═══ SOURCE EXTRACT ═══
May 07, 2008 11:06 PM
#20
Janet Guilbault
Platinum Home Mortgage Company - Walnut Creek, CA
San Francisco Bay Area Direct Mortgage Lender

Random Guy: Thank you for giving all of us a reasonable explanation. I believe sometimes in the struggle to close loans we forget there is a method to the "madness" that does on in a bank's mind.

Thanks as well for clarifying AJ's statement.

The reason I view it as an over-reaction and connected to the current "make no loan" attitude: Since when did owning an underwater investment disqualify someone?

Shall we debit the assets of everyone who owns a car that has depreciated to less than they owe? That would be almost everyone who is financing a  car, of course.

If cash flow legitamately covers the debt at the conservative 75% occupancy required, help me understand what the bank is risking here? That the owner of the property would rather walk away than continue to rent?

 

May 08, 2008 02:22 AM
Janet Guilbault
Platinum Home Mortgage Company - Walnut Creek, CA
San Francisco Bay Area Direct Mortgage Lender

Chadd and James: I think it should report as a settled foreclosure. The lender is still taking a loss, the borrower still defaulted.

 

May 08, 2008 02:24 AM
Anonymous
Random Guy

I'd be shocked if a borrower can cover PITI and vacancy factor in an underwater house in California with rent. I think the underwriters would be a little shocked as well.
═══
SET EXERCISE A:
Report every line of the listing that contains the string "image". Case counts.
The listing that comes next has no connection to the mortgage forum thread.
═══ GIVEN INFORMATION ═══
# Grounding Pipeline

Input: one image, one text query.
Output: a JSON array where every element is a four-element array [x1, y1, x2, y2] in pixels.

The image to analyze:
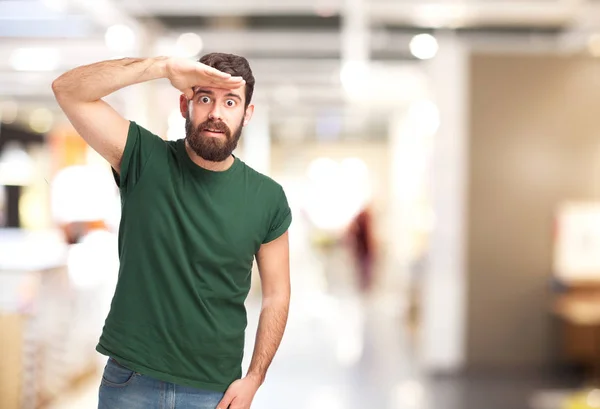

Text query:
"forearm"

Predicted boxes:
═══
SET EXERCISE B:
Please set down the mortgage forum thread again, word for word.

PROBLEM SOLUTION A:
Input: one image, one text query.
The image to analyze:

PROBLEM SOLUTION B:
May 07, 2008 11:06 PM
#20
Janet Guilbault
Platinum Home Mortgage Company - Walnut Creek, CA
San Francisco Bay Area Direct Mortgage Lender

Random Guy: Thank you for giving all of us a reasonable explanation. I believe sometimes in the struggle to close loans we forget there is a method to the "madness" that does on in a bank's mind.

Thanks as well for clarifying AJ's statement.

The reason I view it as an over-reaction and connected to the current "make no loan" attitude: Since when did owning an underwater investment disqualify someone?

Shall we debit the assets of everyone who owns a car that has depreciated to less than they owe? That would be almost everyone who is financing a  car, of course.

If cash flow legitamately covers the debt at the conservative 75% occupancy required, help me understand what the bank is risking here? That the owner of the property would rather walk away than continue to rent?

 

May 08, 2008 02:22 AM
Janet Guilbault
Platinum Home Mortgage Company - Walnut Creek, CA
San Francisco Bay Area Direct Mortgage Lender

Chadd and James: I think it should report as a settled foreclosure. The lender is still taking a loss, the borrower still defaulted.

 

May 08, 2008 02:24 AM
Anonymous
Random Guy

I'd be shocked if a borrower can cover PITI and vacancy factor in an underwater house in California with rent. I think the underwriters would be a little shocked as well.